Face aux menaces posées par la Russie, l’Iran, la Chine et le terrorisme, les services secrets ne peuvent lutter seuls et doivent travailler avec le secteur de la tech, a affirmé mardi le chef du renseignement extérieur britannique, le MI6.
Lors d’une rare allocution publique, à l’Institut international d’études stratégiques, un groupe de réflexion basé à Londres, Richard Moore a évoqué les défis de l’espionnage transformé par les avancées technologiques.
Il a notamment souligné que « s’adapter à un monde affecté par la montée en puissance de la Chine est la plus grande priorité du MI6 ».« Les agents du renseignement chinois cherchent à exploiter la nature ouverte de notre société, notamment en utilisant les plateformes de médias sociaux pour faciliter leurs opérations » a-t-il déclaré.
Dans une interview à la BBC quelques heures plus tôt, M. Moore avait expliqué que les capacités d’intelligence artificielle de la Chine lui permettent de « récolter des données du monde entier ».
Le pays « essaie également d’user de son influence par le biais de ses politiques économiques pour essayer et, parfois, réussir à prendre des gens dans ses filets », avait-il décrit, évoquant des « pièges de la dette ».
Après les accusations américaines d’espionnage visant l’équipementier de télécommunications Huawei, le gouvernement britannique avait décidé en juillet 2020 d’exclure le géant chinois de son réseau mobile 5G, invoquant un risque pour la sécurité du pays. D’autres points de friction persistent entre Pékin et Londres, au sujet de la minorité ouïghoure ou encore de l’alliance des Britanniques avec les Américains et l’Australie, surnommée AUKUS.
Autre Etat pointé du doigt, la Russie, qualifiée par Richard Moore de « menace grave ». Concernant la présence militaire russe à la frontière avec l’Ukraine, le patron du MI6 a réaffirmé le soutien britannique « à la souveraineté et à l’intégrité territoriale de l’Ukraine ».
Le troisième pays qu’il a cité est l’Iran, disant espérer une solution diplomatique sur le sujet du nucléaire, source de tensions. Ces trois pays constituent avec le terrorisme international les quatre priorités des services de renseignement britanniques qui tentent de s’adapter à un environnement en pleine mutation.
· · · · · · ·
VÉRIFIER SA COMPRÉHENSION:
1. D'après l'article sur le discours du chef du MI6, quelle est la plus grande priorité du MI6 ?
2. Poursuivez l'article sur le discours du chef du MI6 après sa dernière phrase.
Aucune des lignes de données n'est utile pour ces exercices.
· · · · · · ·
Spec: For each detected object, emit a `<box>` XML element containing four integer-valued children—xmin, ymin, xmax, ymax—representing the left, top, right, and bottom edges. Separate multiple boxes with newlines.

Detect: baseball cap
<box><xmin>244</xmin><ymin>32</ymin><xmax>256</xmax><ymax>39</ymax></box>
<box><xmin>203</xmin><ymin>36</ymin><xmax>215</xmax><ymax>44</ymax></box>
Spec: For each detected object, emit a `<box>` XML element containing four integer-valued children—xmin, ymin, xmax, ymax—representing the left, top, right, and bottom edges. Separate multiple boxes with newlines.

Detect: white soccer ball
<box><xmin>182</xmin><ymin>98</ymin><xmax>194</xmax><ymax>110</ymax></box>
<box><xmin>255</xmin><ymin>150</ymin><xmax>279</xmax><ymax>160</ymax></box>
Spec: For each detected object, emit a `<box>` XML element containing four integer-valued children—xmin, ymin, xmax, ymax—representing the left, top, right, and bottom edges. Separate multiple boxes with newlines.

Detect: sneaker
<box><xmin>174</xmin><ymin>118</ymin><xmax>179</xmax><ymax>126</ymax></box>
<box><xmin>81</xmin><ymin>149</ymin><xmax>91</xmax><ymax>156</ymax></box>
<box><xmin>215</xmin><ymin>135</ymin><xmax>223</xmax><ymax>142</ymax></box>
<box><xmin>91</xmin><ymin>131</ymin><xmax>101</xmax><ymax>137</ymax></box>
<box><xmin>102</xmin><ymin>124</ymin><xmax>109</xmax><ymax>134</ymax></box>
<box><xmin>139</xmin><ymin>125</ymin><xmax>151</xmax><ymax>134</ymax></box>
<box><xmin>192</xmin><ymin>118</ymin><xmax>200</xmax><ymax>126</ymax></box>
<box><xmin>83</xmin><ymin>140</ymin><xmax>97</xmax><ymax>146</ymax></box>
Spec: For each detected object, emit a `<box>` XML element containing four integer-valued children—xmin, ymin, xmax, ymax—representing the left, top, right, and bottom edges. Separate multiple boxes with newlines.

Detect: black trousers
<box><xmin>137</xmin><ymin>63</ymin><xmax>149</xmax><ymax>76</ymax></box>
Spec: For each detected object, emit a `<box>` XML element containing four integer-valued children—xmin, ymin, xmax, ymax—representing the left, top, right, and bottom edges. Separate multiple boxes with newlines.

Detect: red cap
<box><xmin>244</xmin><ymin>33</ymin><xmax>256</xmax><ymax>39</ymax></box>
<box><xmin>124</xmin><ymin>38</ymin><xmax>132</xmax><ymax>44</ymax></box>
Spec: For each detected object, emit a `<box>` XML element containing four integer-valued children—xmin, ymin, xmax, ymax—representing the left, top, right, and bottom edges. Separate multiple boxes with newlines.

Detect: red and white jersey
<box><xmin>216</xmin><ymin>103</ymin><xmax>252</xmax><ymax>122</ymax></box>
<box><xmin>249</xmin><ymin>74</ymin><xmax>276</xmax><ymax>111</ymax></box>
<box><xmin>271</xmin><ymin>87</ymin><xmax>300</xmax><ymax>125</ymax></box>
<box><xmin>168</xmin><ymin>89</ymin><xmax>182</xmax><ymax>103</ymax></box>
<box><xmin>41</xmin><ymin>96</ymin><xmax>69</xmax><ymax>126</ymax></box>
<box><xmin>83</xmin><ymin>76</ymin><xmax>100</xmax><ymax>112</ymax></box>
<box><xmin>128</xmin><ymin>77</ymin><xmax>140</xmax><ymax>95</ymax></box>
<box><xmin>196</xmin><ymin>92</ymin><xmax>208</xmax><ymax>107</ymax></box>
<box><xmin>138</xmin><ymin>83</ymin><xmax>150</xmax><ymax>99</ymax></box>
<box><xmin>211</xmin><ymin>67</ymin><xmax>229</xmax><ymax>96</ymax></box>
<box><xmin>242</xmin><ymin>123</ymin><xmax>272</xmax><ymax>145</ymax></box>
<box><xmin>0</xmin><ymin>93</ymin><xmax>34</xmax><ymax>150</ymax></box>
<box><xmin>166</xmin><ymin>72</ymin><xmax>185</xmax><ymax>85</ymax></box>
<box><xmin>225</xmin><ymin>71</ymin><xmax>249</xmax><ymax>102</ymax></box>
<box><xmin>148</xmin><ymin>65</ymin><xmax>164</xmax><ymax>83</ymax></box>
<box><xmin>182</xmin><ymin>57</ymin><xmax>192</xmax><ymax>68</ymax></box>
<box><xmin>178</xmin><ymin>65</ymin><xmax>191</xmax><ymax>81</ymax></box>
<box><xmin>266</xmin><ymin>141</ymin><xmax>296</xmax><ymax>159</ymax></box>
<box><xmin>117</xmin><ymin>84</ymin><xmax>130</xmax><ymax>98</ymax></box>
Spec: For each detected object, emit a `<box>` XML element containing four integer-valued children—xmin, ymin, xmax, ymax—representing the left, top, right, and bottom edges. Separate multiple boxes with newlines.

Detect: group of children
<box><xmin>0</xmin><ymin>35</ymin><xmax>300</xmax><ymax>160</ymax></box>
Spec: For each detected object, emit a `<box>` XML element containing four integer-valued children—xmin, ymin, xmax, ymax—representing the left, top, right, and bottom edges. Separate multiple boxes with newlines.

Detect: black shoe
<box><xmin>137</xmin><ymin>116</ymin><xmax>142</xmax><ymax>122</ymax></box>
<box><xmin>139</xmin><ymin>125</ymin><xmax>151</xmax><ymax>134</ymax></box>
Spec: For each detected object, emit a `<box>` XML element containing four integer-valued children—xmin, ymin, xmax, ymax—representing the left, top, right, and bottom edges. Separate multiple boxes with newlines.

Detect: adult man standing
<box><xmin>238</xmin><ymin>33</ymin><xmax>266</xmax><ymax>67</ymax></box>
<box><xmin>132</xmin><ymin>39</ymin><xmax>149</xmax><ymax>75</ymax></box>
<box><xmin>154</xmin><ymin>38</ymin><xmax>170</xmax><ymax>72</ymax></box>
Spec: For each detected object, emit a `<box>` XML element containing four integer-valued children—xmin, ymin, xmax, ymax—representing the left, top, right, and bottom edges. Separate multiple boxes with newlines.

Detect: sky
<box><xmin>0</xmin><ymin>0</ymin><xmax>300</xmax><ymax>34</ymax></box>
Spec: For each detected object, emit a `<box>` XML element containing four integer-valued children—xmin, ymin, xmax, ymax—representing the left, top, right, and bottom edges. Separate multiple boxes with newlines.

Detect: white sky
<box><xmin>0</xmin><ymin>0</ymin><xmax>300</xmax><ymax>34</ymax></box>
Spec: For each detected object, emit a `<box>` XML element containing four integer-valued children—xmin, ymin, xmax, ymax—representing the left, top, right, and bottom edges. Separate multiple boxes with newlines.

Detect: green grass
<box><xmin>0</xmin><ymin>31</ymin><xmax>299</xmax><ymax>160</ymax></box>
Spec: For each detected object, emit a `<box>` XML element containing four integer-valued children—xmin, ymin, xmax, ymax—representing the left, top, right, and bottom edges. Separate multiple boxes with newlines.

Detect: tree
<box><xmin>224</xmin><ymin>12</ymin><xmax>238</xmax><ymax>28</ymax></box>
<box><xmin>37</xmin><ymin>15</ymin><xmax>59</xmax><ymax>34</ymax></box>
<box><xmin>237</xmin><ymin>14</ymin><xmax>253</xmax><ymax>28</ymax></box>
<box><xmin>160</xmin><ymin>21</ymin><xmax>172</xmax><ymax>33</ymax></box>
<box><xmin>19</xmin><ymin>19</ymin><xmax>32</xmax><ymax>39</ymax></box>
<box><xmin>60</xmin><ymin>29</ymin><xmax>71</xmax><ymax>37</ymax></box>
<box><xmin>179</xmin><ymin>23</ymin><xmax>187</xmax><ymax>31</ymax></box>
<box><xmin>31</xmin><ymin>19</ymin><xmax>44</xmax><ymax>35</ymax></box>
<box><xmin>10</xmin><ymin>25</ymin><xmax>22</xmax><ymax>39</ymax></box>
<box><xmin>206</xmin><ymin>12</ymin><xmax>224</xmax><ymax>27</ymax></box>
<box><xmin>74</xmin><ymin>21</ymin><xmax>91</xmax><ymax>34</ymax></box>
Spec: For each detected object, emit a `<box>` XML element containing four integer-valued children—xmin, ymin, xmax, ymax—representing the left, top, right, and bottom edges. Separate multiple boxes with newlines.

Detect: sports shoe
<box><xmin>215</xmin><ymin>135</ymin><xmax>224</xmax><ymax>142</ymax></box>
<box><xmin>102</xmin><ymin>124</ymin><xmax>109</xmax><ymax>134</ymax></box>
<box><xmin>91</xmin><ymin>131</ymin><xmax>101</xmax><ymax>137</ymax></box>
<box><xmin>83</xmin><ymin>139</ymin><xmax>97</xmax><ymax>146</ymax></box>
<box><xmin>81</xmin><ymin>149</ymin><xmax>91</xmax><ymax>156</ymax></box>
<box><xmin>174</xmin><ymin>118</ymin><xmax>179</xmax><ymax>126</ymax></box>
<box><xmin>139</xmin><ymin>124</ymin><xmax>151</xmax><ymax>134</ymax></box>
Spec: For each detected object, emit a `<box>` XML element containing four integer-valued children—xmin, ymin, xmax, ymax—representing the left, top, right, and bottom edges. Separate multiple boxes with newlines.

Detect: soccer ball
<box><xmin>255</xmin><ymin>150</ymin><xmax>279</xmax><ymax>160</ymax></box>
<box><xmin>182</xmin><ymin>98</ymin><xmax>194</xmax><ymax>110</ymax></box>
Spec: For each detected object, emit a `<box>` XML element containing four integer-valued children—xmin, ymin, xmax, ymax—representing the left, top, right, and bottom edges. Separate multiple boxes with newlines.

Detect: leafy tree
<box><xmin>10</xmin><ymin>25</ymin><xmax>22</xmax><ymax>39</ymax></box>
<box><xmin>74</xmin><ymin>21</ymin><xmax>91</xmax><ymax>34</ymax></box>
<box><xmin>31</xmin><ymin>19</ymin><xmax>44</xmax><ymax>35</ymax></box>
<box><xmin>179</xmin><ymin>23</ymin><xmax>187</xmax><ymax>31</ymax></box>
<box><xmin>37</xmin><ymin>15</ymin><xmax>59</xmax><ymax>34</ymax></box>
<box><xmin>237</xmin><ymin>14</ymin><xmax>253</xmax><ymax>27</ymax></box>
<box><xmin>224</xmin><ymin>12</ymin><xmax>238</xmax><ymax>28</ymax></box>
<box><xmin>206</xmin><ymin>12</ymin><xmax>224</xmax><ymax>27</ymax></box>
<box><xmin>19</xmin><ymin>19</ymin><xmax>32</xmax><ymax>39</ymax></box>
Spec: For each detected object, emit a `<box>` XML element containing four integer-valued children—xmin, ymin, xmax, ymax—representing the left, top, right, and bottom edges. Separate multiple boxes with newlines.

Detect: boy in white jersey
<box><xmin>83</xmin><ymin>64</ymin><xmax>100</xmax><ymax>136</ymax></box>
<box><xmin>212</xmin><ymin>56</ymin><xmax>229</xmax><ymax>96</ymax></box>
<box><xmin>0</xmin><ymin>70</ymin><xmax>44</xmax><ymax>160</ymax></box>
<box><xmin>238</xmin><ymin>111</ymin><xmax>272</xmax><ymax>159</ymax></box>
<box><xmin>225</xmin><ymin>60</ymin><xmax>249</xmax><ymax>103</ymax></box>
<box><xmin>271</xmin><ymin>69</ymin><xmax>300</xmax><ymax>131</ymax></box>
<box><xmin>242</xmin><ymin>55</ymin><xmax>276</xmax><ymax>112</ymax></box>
· · · · · · ·
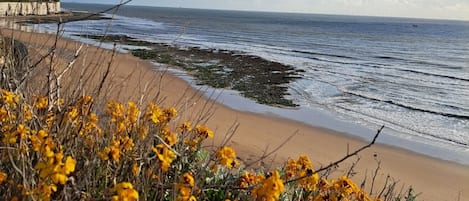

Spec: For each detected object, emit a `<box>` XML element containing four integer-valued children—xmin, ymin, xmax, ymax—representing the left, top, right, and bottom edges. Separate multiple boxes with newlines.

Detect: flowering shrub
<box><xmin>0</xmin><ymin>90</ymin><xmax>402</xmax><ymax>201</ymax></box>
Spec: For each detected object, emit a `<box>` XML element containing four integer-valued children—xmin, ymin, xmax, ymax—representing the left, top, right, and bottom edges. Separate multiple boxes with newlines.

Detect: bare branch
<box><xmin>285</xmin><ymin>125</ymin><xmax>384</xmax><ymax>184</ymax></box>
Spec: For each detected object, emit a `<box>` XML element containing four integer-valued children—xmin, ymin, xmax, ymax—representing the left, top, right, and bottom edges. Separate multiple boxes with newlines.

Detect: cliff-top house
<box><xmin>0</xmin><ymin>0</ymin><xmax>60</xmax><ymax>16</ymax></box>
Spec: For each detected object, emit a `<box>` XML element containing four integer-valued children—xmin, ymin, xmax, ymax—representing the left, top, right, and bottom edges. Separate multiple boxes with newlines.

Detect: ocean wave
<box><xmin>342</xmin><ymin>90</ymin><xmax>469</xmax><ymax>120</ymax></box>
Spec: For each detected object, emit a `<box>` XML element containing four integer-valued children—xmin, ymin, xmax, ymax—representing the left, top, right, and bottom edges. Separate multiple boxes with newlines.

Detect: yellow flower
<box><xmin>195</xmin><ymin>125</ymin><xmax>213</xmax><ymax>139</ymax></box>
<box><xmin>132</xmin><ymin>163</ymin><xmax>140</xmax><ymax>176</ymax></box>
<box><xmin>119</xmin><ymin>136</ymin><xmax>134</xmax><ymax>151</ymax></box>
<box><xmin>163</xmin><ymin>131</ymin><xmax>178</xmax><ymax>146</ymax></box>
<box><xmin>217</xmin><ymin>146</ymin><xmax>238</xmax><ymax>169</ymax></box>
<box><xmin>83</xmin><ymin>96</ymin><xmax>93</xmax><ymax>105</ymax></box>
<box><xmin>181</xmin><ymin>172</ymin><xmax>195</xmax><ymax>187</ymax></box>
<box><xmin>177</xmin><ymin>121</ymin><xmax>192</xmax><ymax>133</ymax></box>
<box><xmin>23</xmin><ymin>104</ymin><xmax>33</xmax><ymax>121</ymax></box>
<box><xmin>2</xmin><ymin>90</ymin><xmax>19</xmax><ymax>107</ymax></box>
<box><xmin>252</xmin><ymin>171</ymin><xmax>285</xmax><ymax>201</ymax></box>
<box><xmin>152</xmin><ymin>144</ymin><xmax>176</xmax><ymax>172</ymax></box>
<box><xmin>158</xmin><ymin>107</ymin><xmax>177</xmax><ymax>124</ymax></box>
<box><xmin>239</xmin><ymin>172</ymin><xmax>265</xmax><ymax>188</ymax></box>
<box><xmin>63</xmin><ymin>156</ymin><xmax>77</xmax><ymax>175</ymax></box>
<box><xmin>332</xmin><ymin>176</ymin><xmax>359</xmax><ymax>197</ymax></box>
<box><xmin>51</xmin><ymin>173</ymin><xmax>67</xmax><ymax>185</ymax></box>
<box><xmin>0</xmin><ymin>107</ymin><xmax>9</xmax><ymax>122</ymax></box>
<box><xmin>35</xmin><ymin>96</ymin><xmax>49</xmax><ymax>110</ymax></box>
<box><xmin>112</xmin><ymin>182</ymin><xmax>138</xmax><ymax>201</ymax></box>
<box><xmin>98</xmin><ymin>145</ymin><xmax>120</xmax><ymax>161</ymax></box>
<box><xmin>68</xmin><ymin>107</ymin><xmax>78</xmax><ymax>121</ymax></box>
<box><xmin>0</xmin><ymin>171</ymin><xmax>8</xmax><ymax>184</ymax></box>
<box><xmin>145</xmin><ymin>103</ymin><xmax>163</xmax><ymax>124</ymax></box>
· · · · · · ·
RÉPONSES PAR EXERCICE:
1. S'adapter à un monde affecté par la montée en puissance de la Chine.

2.
Intelligence artificielle
« Nos adversaires mettent de l’argent et de l’ambition dans l’intelligence artificielle, l’informatique quantique et la biologie de synthèse, car ils savent que la maîtrise de ces technologies leur donnera un avantage », a expliqué Richard Moore, qui a pris en octobre 2020 le poste de chef du MI6, où il est connu sous le nom de « C ».
« Ce qui est nouveau, c’est que nous poursuivons maintenant des partenariats avec la communauté technologique pour aider à développer des technologies d’envergure internationale pour résoudre nos plus grands problèmes de missions, et ceux du MI5 et du GCHQ », autres services de renseignement britanniques.
« Contrairement à Q dans les films Bond, nous ne pouvons (plus) tout faire en interne », a déclaré M. Moore, en référence au personnage de la saga 007, as en matière de nouvelles technologies.
Cette nouvelle collaboration représente, selon lui, un « changement radical dans la culture, l’éthique et la façon de travailler du MI6 » qui s’est auparavant appuyé sur ses « propres capacités pour développer les technologies » de premier plan. M. Moore a expliqué qu’il s’agit d’être plus efficace face aux menaces criminelles, terroristes ou venues d’Etats hostiles qui « augmentent de façon exponentielle ».
Il a averti que « selon certaines évaluations, nous pourrions connaître plus de progrès technologiques les 10 prochaines années qu’au cours du siècle dernier, avec un impact en termes de perturbations égal à celui de la révolution industrielle ».